# THE PROBLEM:
Please list every thing Warhammer Community framed the new edition around, as stated in the article below about the Tabletop Battles app.

That matters immediately for test games, league nights, and event prep. Instead of forcing players to wedge the new edition into old tracking fields or handwritten notes, Tabletop Battles now matches the current mission structure closely enough to make early results useful. Detachment support and terrain layouts, including deployments, were promised for the next few days, which means the app is already moving toward the full shape of the new rules environment as more reference material becomes available.

AI-generated illustration
AI-generated illustration

The other easy-to-miss advantage is how little friction the app adds. Tabletop Battles is completely free and does not require a login, while Administratum accounts can be used as Tabletop Battles logins for players who already have one. That lowers the barrier for anyone who wants to run a few practice games, compare scoring habits across lists, or keep a clean record of a club ladder without building yet another account first.

The timing lined up with Games Workshop’s launch-week rollout. Warhammer Community said new Event Companions were available to download on June 12 and Imperial faction packs were available on June 11, while the new edition was also being positioned around Armageddon, the boxed set that includes 61 plastic push-fit miniatures. Warhammer.com listed Armageddon for a June 20 launch date, with pre-orders shipping on or after that day.

The broader support package is just as revealing. Warhammer Community described the Chapter Approved Mission Deck 2026-27 as an 88-card pack with enough for two players, six terrain-objective tokens, and a rules pamphlet, while framing the new edition around clearer rules language, terrain changes, objectives, and mission selection. Tabletop Battles now slots into that same system as the place where those missions can actually be lived on the table, not just read off a preview page.

For players trying to see how 11th edition really plays, that is the point. The app gives the community a way to start logging the new game in the new format right now, and that makes the first round of list-building, practice, and event planning feel a lot less like guesswork.

# INFORMATION SHOWN:
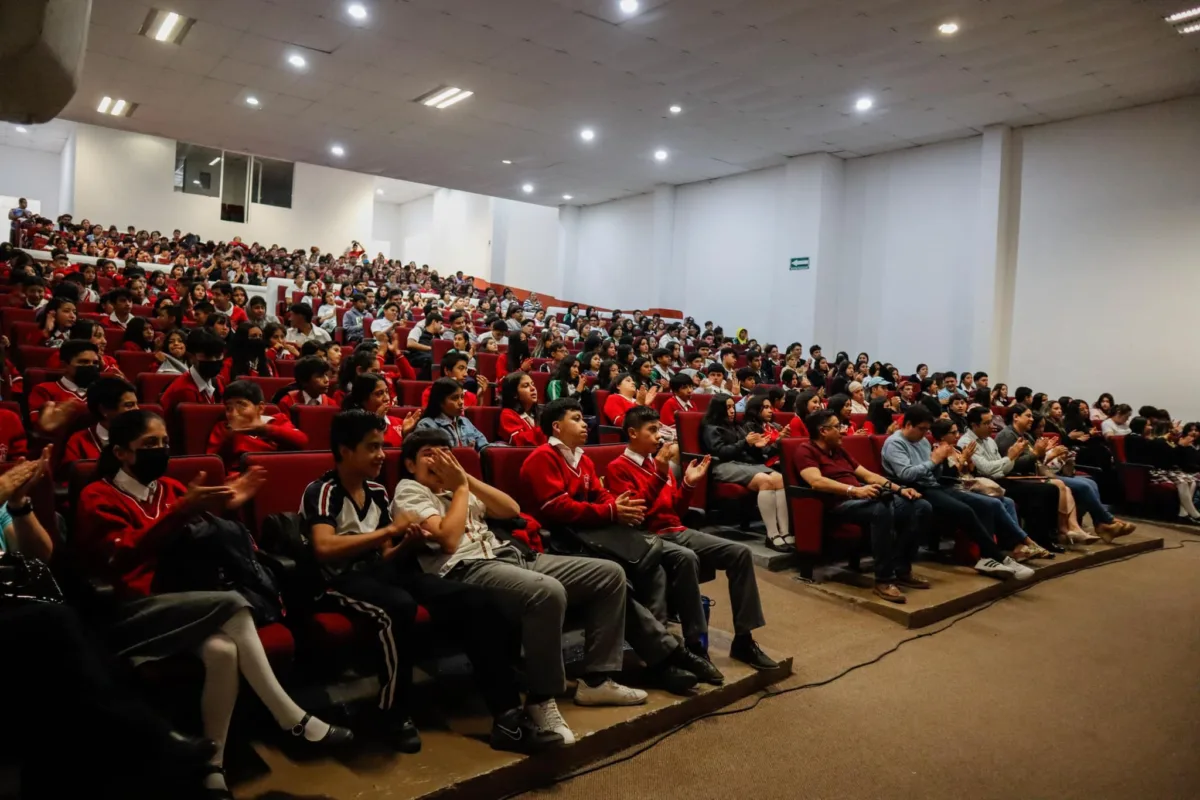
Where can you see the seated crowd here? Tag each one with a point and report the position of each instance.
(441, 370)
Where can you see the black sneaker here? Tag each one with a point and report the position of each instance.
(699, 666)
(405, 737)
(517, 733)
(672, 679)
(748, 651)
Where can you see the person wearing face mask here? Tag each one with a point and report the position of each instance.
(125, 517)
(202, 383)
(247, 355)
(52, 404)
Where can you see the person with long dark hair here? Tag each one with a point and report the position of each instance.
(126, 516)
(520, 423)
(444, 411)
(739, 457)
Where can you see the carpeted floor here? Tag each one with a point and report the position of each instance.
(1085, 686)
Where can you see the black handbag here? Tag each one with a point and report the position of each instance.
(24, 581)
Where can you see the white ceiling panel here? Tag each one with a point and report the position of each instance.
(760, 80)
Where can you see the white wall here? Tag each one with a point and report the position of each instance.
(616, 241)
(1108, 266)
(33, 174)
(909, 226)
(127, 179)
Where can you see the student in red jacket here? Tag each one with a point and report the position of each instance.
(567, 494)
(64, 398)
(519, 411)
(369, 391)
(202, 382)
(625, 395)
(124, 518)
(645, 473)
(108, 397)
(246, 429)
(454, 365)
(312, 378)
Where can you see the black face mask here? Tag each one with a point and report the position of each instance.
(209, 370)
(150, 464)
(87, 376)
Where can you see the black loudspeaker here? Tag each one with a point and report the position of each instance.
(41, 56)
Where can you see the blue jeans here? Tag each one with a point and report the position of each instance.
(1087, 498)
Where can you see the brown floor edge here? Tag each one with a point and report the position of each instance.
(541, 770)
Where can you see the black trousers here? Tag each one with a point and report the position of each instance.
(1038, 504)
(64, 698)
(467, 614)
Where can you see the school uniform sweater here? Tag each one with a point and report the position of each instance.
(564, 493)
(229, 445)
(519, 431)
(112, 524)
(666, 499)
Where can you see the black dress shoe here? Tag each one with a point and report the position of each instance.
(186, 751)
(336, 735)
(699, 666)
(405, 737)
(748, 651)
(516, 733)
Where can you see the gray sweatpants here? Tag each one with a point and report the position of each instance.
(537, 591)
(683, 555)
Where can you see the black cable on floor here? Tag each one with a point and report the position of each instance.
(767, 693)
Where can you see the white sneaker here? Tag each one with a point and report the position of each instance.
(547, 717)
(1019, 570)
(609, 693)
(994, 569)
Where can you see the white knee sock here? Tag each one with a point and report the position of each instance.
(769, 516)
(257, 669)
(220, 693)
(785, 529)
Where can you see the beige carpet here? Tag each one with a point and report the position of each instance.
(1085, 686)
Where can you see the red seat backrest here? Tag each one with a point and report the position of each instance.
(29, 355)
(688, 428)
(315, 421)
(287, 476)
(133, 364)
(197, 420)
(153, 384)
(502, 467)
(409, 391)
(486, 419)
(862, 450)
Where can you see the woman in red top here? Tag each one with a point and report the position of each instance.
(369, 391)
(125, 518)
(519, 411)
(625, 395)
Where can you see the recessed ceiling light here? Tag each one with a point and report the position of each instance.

...

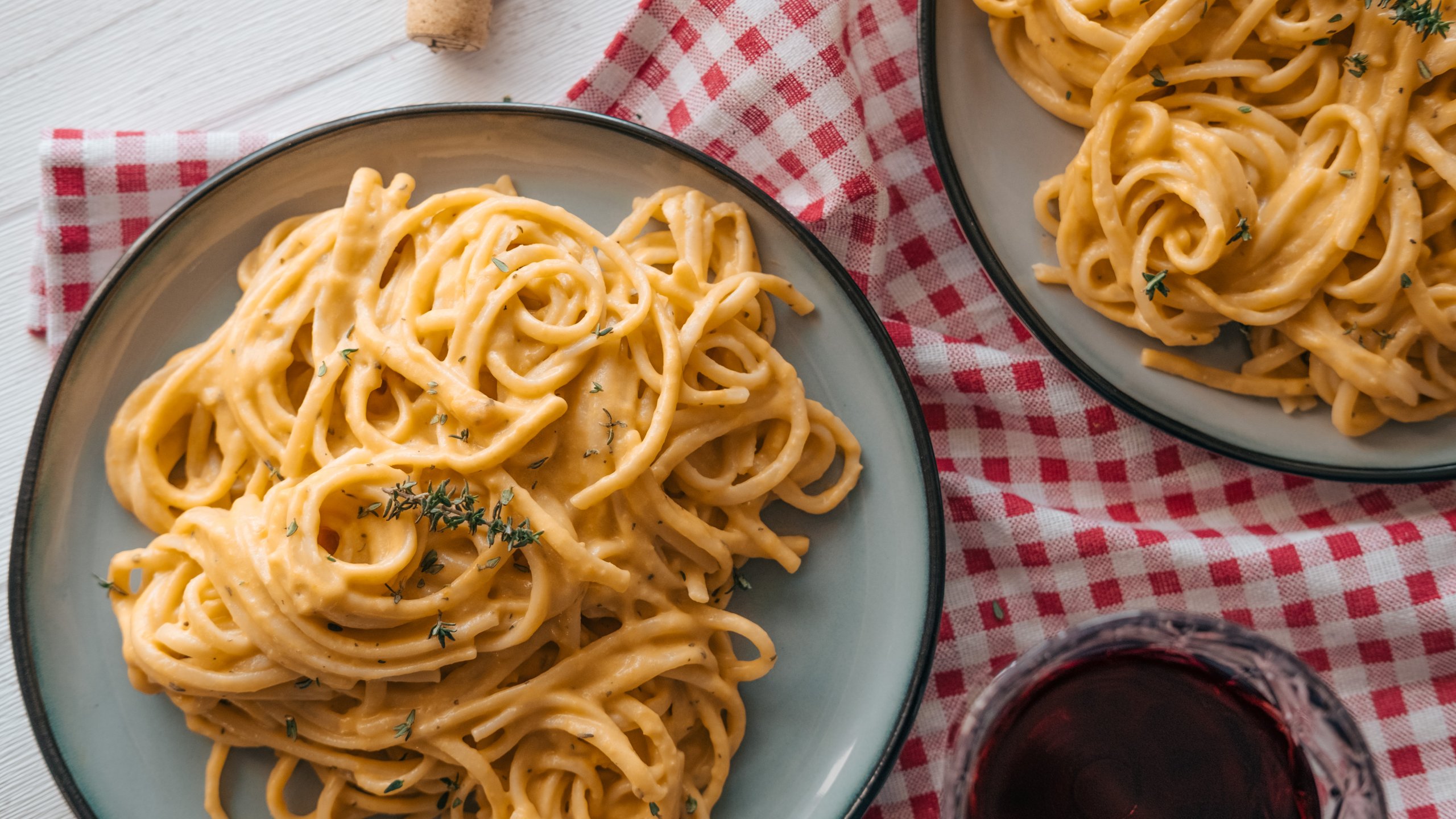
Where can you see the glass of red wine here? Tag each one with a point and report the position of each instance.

* * *

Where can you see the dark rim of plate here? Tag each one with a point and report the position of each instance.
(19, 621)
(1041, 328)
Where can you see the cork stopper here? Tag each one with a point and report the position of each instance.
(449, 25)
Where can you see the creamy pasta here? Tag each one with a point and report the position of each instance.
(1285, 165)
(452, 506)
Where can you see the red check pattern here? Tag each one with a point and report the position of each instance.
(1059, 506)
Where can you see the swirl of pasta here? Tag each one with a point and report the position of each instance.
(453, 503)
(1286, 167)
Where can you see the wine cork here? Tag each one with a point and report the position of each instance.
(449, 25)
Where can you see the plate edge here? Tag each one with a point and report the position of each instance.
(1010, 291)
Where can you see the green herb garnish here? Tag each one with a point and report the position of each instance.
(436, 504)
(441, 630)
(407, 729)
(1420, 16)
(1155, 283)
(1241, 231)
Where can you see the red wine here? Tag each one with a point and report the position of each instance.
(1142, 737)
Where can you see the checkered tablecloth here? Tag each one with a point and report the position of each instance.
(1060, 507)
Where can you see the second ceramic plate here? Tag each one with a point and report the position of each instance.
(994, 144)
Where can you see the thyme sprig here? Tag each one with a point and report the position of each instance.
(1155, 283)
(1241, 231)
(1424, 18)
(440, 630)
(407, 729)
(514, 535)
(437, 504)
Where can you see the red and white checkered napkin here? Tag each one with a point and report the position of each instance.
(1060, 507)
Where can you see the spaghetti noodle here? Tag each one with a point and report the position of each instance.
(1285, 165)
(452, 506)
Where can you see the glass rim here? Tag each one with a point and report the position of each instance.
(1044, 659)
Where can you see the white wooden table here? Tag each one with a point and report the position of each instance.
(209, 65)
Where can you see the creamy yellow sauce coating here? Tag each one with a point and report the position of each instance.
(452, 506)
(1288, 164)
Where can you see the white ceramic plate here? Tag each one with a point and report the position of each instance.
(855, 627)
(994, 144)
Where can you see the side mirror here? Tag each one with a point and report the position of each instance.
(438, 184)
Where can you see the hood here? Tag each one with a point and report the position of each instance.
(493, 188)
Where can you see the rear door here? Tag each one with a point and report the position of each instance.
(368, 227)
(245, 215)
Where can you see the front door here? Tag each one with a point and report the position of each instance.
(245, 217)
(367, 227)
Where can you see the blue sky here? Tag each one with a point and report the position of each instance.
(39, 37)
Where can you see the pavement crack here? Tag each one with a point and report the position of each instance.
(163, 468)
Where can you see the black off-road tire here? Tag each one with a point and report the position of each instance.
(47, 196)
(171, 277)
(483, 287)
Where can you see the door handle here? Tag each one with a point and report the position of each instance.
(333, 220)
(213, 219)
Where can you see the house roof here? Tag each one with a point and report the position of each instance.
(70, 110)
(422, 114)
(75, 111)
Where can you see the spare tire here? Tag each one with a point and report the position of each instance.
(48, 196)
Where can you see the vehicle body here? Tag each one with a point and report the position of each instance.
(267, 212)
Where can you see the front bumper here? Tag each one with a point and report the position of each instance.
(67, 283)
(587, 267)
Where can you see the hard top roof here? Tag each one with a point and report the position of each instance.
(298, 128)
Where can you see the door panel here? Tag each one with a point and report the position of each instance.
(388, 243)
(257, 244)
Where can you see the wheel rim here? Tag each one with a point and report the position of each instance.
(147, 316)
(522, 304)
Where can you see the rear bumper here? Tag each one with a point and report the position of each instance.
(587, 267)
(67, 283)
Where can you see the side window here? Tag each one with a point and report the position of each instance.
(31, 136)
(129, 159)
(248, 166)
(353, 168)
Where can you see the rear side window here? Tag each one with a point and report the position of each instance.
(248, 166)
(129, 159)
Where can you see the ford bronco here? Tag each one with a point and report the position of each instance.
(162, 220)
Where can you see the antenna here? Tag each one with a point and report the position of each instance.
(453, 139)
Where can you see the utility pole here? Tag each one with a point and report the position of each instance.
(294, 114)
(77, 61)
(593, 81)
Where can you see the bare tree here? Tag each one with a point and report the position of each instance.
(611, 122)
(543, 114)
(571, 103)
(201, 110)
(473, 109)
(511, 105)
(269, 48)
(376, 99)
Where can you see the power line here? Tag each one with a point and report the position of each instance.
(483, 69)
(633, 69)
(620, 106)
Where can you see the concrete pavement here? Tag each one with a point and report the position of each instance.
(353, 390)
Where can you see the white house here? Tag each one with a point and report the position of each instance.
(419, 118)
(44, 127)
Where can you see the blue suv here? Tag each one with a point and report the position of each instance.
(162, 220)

# WRITTEN REPLY:
- Clearer rules language
- Terrain changes
- Objectives
- Mission selection